**PROBLEM TO WORK ON:**
Transcribe the records that follow. Keep every word exactly, and drop the pictures.

**RECORDS TO USE:**
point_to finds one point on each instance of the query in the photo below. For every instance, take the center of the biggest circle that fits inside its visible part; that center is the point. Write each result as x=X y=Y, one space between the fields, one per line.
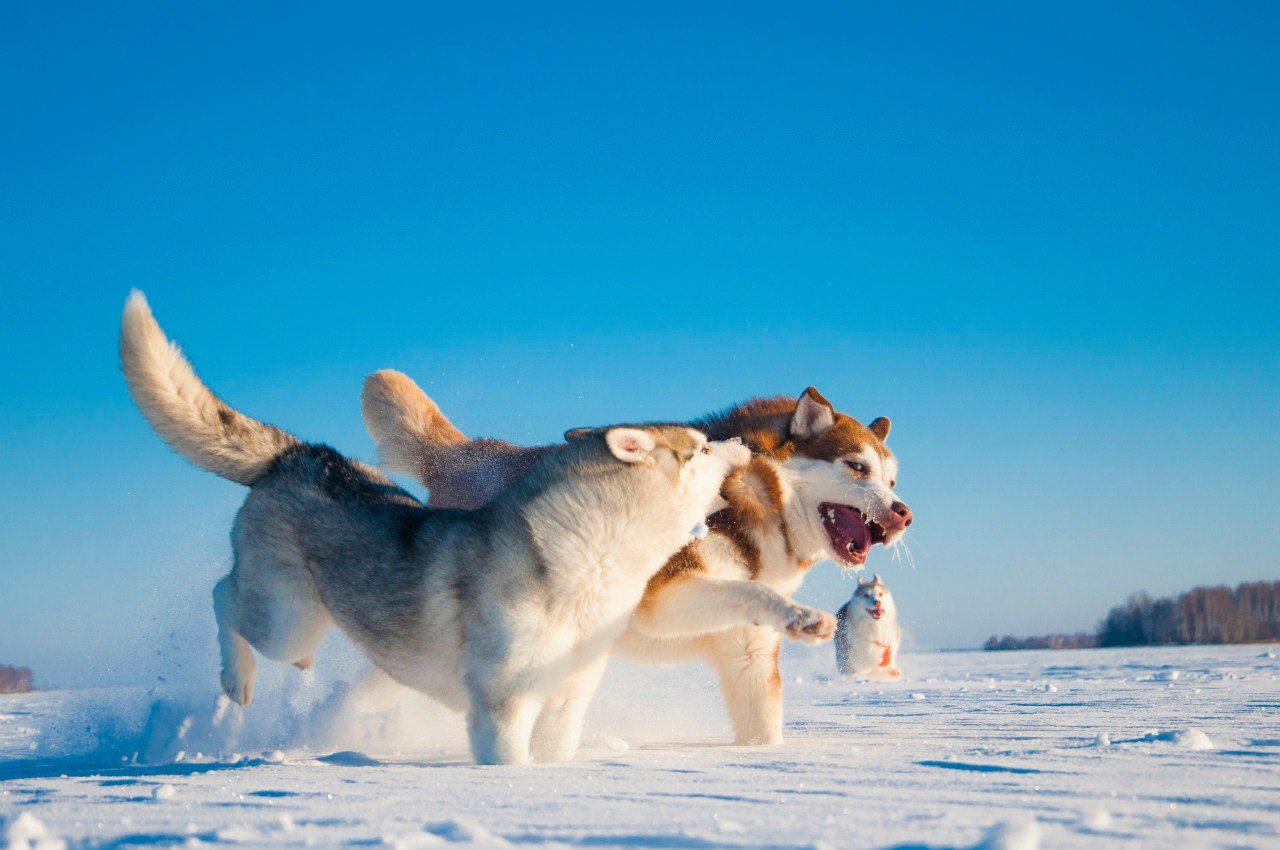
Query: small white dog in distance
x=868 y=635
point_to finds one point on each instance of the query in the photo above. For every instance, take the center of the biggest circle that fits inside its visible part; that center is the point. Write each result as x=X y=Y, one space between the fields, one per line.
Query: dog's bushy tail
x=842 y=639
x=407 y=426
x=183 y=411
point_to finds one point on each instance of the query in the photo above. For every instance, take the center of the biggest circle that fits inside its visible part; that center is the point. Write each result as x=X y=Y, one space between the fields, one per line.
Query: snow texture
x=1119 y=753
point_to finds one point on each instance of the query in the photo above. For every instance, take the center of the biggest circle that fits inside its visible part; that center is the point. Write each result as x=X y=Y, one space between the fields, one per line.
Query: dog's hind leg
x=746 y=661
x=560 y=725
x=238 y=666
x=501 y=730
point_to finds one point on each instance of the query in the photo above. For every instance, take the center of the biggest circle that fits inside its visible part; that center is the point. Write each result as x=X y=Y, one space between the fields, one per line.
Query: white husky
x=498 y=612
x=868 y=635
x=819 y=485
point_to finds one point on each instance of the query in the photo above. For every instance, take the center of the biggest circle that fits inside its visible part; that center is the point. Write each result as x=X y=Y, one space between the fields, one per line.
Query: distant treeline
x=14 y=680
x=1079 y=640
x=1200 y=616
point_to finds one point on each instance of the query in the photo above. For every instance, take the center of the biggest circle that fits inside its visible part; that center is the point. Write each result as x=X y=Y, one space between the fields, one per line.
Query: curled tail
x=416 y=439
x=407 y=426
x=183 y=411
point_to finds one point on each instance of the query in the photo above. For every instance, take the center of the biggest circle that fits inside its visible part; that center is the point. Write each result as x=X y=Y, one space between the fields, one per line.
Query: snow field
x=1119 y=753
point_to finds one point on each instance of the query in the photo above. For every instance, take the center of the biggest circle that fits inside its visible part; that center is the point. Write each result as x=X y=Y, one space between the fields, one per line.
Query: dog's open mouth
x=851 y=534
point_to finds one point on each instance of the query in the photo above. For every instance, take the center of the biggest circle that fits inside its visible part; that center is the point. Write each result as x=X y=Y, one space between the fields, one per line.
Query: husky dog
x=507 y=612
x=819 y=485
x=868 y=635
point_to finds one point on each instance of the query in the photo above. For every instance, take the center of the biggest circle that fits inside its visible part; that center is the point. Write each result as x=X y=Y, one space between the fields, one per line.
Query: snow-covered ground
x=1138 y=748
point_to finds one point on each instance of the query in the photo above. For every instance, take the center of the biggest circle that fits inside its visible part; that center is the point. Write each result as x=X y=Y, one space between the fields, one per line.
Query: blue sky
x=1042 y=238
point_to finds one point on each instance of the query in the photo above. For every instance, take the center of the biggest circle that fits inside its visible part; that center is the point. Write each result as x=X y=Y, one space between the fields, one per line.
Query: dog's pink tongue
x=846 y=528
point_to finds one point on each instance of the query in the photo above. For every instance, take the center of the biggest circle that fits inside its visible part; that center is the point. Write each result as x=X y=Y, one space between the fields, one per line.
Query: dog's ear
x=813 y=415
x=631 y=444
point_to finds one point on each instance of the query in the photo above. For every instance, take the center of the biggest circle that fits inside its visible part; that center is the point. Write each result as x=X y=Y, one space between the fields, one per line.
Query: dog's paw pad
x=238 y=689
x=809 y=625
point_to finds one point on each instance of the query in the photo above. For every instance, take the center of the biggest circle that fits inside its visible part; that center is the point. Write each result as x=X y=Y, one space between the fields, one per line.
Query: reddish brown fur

**THE REPLY:**
point_to finds one point on each instance of the query in the photo below. For every instance, take the center of the biggest circle that fits inside its visible part; that center is the point. Write each result as x=X y=Y, one space between the fields, one per line.
Query: small white dog in distance
x=868 y=635
point_to finds one point on each instance of the query in the photo above. For every instance, take the center of the biggest circle that fits inside its visible part; that center is the point. Write each result as x=X y=Y, one space between the fields, one per line.
Query: dog's bushy tail
x=842 y=639
x=407 y=426
x=183 y=411
point_to finds one point on each instance of the query in the photo above. For every instance, take the center of the biggest circle that fits inside its visible part; that center is the point. Write each result as x=X y=Y, one space between the fields, one per line.
Query: snow texture
x=1119 y=753
point_to finds one point on each instance of the query in the photo above. For every instance, take the center of the biggest circle that fits inside its visible part; that center is the point. Write each result as x=X y=Y, one space between the fields, one per line.
Query: dog's hind leg
x=746 y=661
x=560 y=725
x=238 y=666
x=501 y=730
point_to finds one point on each instance of the query in the photo above. For every instance, take the center of the biggest circle that fits inside its visible part; that center is the point. Write each result as x=X y=Y, one space between the fields, one per line.
Query: white husky
x=498 y=612
x=868 y=635
x=819 y=485
point_to finds one point on each instance of the query in the photo above. For every instance, take the center of the biggest circle that fits inside its visible part; that center is the point. Write each result as x=X y=Y, one space between the fields, one per line.
Query: distant treeline
x=14 y=680
x=1079 y=640
x=1200 y=616
point_to finds one point on each instance of the query in the photo above. For every instance, take the center of the biggest circle that fits inside its visible part; that center is the point. Write each result as x=X y=Y, one space between the fields, one per line.
Query: curled tail
x=416 y=439
x=407 y=426
x=183 y=411
point_to finds one point on each instance of the query in the photo above. For every instance, take the center of the biggest circle that fits inside its visible part; that center is the point. Write each result as x=X y=Y, one space between the fields, one per line.
Query: snow field
x=1119 y=753
point_to finds one point on each instance of the query in the photo above. For every instance, take the center of the biggest circle that fits inside its visible part; that center is the point. Write each result as x=X y=Y, one space between the fields, one per line.
Query: dog's open mouth
x=851 y=534
point_to finds one point on each instance of the query in the photo above. For every instance, take the center of the biggest circle that fits inside its visible part; that center is the point. Write each result as x=X y=Y, one space between the fields, one per line.
Query: husky dog
x=507 y=612
x=819 y=485
x=868 y=635
point_to finds one point on each instance of the query in the photo above. For every instance, take the center of the biggest circle that fits inside its visible part; that center is the point. Write each result as x=X y=Y, one space between the fields, one per line.
Query: snow-covered ground
x=1138 y=748
point_to finds one point on each instance of the query in the photo above. For every instance, take the center of the biggest circle that fits inside its visible part; that center is the point. Write each result as x=X y=Y, one space between the fields, one per line.
Query: blue sky
x=1042 y=238
point_to finds one point on each instance of the query in the photo above. For every instance, take the center of the biggest circle that fits inside its visible part; that center is the point. Write each result as x=X y=Y, one space between the fields, one per line.
Query: dog's pink tongue
x=846 y=528
point_to finds one point on each instance of the query in the photo above. For every instance, take the center of the biggest circle that fits inside its visible part; that center is the point. Write each result as x=X y=Y, one space between the fields, one per line.
Query: dog's ear
x=813 y=415
x=631 y=444
point_to finds one point on each instance of the query in the photo above. For every instance, take the center of the biggest circle that fits inside its visible part; that center is the point. Write each result as x=X y=Y, one space between the fields, one per line.
Query: dog's paw pad
x=238 y=689
x=809 y=625
point_to finds one point on each instance of the query in the photo above. For every instance, take the center of the biggest circle that fits inside its visible part; that center is the point. Write each result as x=X y=Y, one space between the fields, one per line.
Query: reddish brown fur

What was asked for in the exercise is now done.